Exercise passage:
- - - -

Posts Tagged ‘FDA Advisory Committees’
When the FDA is deciding on the approval or rejection of a new drug or medical device, they often call upon medical experts from around the country. This practice is an excellent way for the agency to tap into the vast amounts of knowledge from leading experts. Theoretically, it’s a great system that ensures patients and physicians get safe and effective medicines.
But, in recent years the FDA has had difficulty in recruiting these advisors. In 2008, the FDA enacted a policy preventing scientists with financial ties to pharmaceutical, biotech and medical device companies from serving on FDA Advisory Committees. The rationale for this policy was pretty simple: any scientist or physician who had advised a biopharmaceutical company might feel obligated to support that company’s position when reviewing one of their drugs or medical devices. The FDA wanted advisors with uncompromised views.
These conflict-of-interest rules developed from events that occurred in the previous decade. One notable example was the issuance of new guidelines for lowering LDL cholesterol by the National Cholesterol Education Program (NCEP), a division of the government’s National Heart, Lung and Blood Institute. The NCEP recommended that all people should have an LDL level no higher than 100 mg/dL and that those patients at high risk for a heart attack and/or stroke should reduce their LDL levels to 70. “Heart officials urge sharply lower cholesterol levels” heralded The New York Times (July 12, 2004). Forbes focused on another aspect of the new guidelines: “Cholesterol Guidelines a gift for Merck, Pfizer” (July 12, 2004) – a clear reference to the fact that the two biggest selling LDL lowering drugs, Zocor and Lipitor, were sold by these companies.

- - - -

Data below:
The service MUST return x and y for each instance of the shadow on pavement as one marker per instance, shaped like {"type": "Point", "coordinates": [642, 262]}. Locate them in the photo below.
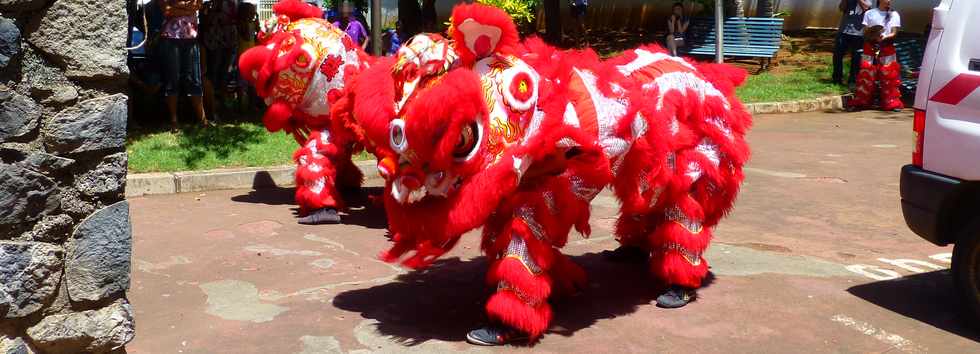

- - - -

What is being asked: Reproduce the full FDA advisory committees post above word for word.

Task result:
Posts Tagged ‘FDA Advisory Committees’
When the FDA is deciding on the approval or rejection of a new drug or medical device, they often call upon medical experts from around the country. This practice is an excellent way for the agency to tap into the vast amounts of knowledge from leading experts. Theoretically, it’s a great system that ensures patients and physicians get safe and effective medicines.
But, in recent years the FDA has had difficulty in recruiting these advisors. In 2008, the FDA enacted a policy preventing scientists with financial ties to pharmaceutical, biotech and medical device companies from serving on FDA Advisory Committees. The rationale for this policy was pretty simple: any scientist or physician who had advised a biopharmaceutical company might feel obligated to support that company’s position when reviewing one of their drugs or medical devices. The FDA wanted advisors with uncompromised views.
These conflict-of-interest rules developed from events that occurred in the previous decade. One notable example was the issuance of new guidelines for lowering LDL cholesterol by the National Cholesterol Education Program (NCEP), a division of the government’s National Heart, Lung and Blood Institute. The NCEP recommended that all people should have an LDL level no higher than 100 mg/dL and that those patients at high risk for a heart attack and/or stroke should reduce their LDL levels to 70. “Heart officials urge sharply lower cholesterol levels” heralded The New York Times (July 12, 2004). Forbes focused on another aspect of the new guidelines: “Cholesterol Guidelines a gift for Merck, Pfizer” (July 12, 2004) – a clear reference to the fact that the two biggest selling LDL lowering drugs, Zocor and Lipitor, were sold by these companies.